Set task A
Spot each line of the listing that contains the word "statue" and copy those lines out. Case counts.

Document text

====

Pipeline vs. Payroll: Why Your State's Manufacturing Headcount Number Is Lying to You

  • Writer: Michael Chambers
    Michael Chambers
  • Apr 21
  • 9 min read

Every Battery Belt press release since 2021 has led with the same number.

Toyota Battery in Liberty, NC: 5,100 jobs. Scout Motors in Blythewood, SC: 4,000 jobs. VinFast in Chatham County: 7,500 jobs. AESC in Florence: 1,600 jobs. Natron in Rocky Mount: 1,000 jobs. Hyundai Metaplant in Georgia: 8,500 jobs. BlueOval City in Tennessee: 6,000 jobs. The Southeast has attracted over $80 billion in EV and battery investment since 2020, with more than 35 major facilities announced or built.

For three years, the headline was the headcount.

Here's the problem with the headline. It doesn't tell you whether the workers to fill those jobs actually exist in the market where the facility is being built. It doesn't tell you whether the pipeline is producing enough new people with the right skills to backfill the turnover every one of these plants will experience. It doesn't tell you the difference between a state that produces industrial talent and a state that absorbs it. And it doesn't tell you whether the companies doing the hiring are equipped to grow talent internally once they have it.

If you are building a team in the Battery Belt right now, those four questions are more important than any headcount number you have seen this year.

The National Frame

The Manufacturing Institute and Deloitte put out an updated study last year that is worth reading if you have not. Their projection: U.S. manufacturing will need 3.8 million new workers by 2033. Roughly 1.9 million of those jobs could go unfilled if current workforce gaps are not closed. 65% of manufacturers name attracting and retaining talent as their top business challenge — a number that has been climbing every year since 2021.

The punchline matters. It is not that manufacturing is shrinking. It is that the sector is adding capacity faster than the labor pipeline can replenish it. Even in the states with the biggest manufacturing bases, the constraint is new supply, not existing headcount.

This is the frame most hiring managers in the Battery Belt are missing. We look at the raw number of manufacturing workers in our state, see a big number, and assume the market is healthy. But a big pool of existing workers does not mean there are qualified workers available for your open roles. Those workers are already employed somewhere else.

====

Supplied entries
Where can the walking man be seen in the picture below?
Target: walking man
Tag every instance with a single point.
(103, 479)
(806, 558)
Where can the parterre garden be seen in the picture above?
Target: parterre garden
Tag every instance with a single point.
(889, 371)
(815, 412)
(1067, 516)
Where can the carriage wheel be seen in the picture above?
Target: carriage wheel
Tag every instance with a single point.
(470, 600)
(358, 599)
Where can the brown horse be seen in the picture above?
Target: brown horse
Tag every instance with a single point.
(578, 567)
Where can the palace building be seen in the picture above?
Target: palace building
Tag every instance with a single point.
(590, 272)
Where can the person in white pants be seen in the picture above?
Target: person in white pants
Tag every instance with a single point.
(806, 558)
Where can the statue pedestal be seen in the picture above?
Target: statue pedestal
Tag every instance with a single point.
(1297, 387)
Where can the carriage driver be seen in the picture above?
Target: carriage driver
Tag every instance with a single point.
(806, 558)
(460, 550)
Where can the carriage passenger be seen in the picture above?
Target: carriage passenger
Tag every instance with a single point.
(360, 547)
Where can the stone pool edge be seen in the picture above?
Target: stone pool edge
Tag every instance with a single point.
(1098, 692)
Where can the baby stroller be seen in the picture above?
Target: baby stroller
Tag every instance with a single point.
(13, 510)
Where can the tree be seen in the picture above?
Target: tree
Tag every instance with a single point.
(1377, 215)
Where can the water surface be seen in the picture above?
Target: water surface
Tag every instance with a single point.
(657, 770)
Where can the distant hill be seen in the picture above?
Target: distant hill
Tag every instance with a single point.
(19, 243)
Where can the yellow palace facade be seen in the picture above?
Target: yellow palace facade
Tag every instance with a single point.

====

Set task B
Please pick up the article on Battery Belt manufacturing headcount after its last sentence and keep writing it.

Output A
Where can the statue pedestal be seen in the picture above?
Target: statue pedestal

Output B
What matters is flow. How many new people are entering the market each year, in the occupations you actually hire for, and where are they going when they finish their training.

The Area Development Index and What It Shows

Area Development, the trade publication for site selection, partnered with Lightcast this quarter to release something new — the Manufacturing Talent Pipeline Index. It is a state-level ranking of where manufacturing-aligned workforce pipelines are actually being built, as opposed to where manufacturing jobs already exist.

The distinction is everything.

The index separates what Lightcast calls "fresh talent" — annual in-state completions from postsecondary and technical institutions in manufacturing, skilled trades, logistics, construction, and engineering technician programs — from "existing jobs," the total count of people already working in those occupations. Then it layers on ten-year employment growth projections.

A state can rank high on the pipeline side and low on the existing jobs side. That is what Lightcast calls an exporter state — one that produces talent other states absorb. Wyoming is the clearest example they give. Wyoming produces roughly 2,100 skilled trades and engineering tech graduates annually against 6,300 job postings in those occupations. But only 26% of graduates from Wyoming institutions end up working in Wyoming. The other 74% leave for Idaho, Utah, Colorado, Nevada, wherever the manufacturing ecosystem is denser and pays better.

Other states are absorbers. They pull talent in from surrounding states because they have the density and the pay to hold it. In Kentucky, Idaho, and Utah, closer to half of skilled-trades and engineering-tech graduates from in-state institutions remain in-state after completion.

Apply this to the Battery Belt and the picture is clear.

North Carolina: Strong Pipeline, Real Absorption Questions

North Carolina's Department of Commerce released new employment projections this month covering 2024-2034. Total manufacturing employment over the decade is projected to grow by 311 jobs. Not a typo. Three hundred and eleven new manufacturing jobs across the entire state, over ten years.

Transportation Equipment Manufacturing — the category that contains EV, battery, and aerospace — is projected to shrink by 0.45% over the same period. Machinery Manufacturing is projected up 7.2%. Semiconductors up 4.9%. Chemicals up 3.3%. Furniture drops another 10.7%. Apparel collapses another 25.6%.

Those numbers include every announced Battery Belt facility. The state's own forecasters are telling us that the gains at new facilities will be almost entirely offset by continued decline in legacy manufacturing over the next decade.

On the pipeline side, North Carolina is actually investing. Guilford Technical Community College runs the state's first FAME chapter — the Federation for Advanced Manufacturing Education — in partnership with Toyota Battery, ZIEHL-ABEGG, ABCO Automation, and others. Randolph Community College is building a 22-acre satellite campus five minutes from the Toyota site. GTCC launched a six-week lithium-ion battery manufacturing class in 2024 specifically for the Triad's battery buildout.

The investment is real. The question is whether North Carolina is producing enough aligned talent, fast enough, to support $20 billion in committed EV and battery investment without pulling heavily from surrounding states. The answer matters to every hiring manager reading this because it determines how competitive your next comp package needs to be.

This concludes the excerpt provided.